Goal of the exercise
Update the listing below by changing every "here is a sample" to "example outlines" and leaving everything else the same. Omit the pictures from your answer.

-- start of The input --

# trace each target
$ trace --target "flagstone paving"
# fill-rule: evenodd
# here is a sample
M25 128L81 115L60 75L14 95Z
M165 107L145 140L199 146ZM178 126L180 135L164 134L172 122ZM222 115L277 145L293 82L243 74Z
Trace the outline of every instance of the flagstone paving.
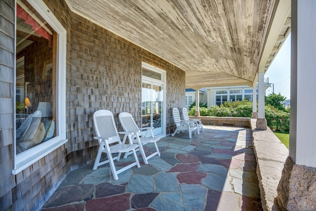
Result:
M117 180L108 164L71 171L41 210L262 210L252 138L249 128L213 126L191 139L185 132L167 136L157 143L160 157L146 165L138 152L141 168ZM119 168L133 161L131 155L115 162Z

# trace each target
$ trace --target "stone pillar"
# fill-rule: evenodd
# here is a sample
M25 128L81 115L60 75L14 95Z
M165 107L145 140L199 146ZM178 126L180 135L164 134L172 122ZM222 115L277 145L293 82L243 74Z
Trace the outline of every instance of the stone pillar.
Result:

-- end of The input --

Response
# trace each target
$ trace --target "flagstone paving"
# fill-rule: evenodd
# example outlines
M25 128L81 115L60 75L14 95Z
M165 107L145 140L199 146ZM178 126L180 135L164 134L172 122ZM222 115L277 145L293 82L243 74Z
Trace the outline of every instance of the flagstone paving.
Result:
M117 180L108 164L71 171L41 210L262 210L252 138L249 128L213 126L191 139L185 132L167 136L157 143L160 157L146 165L138 152L141 168ZM119 168L133 161L131 155L115 162Z

# trace each target
$ trace --target "stone pillar"
# fill-rule: evenodd
# example outlines
M25 128L81 115L60 75L14 95Z
M165 107L145 140L199 146ZM178 126L180 135L164 134L172 122ZM222 115L277 145L293 82L243 74Z
Trace the outline of every instance of the stone pillar.
Result:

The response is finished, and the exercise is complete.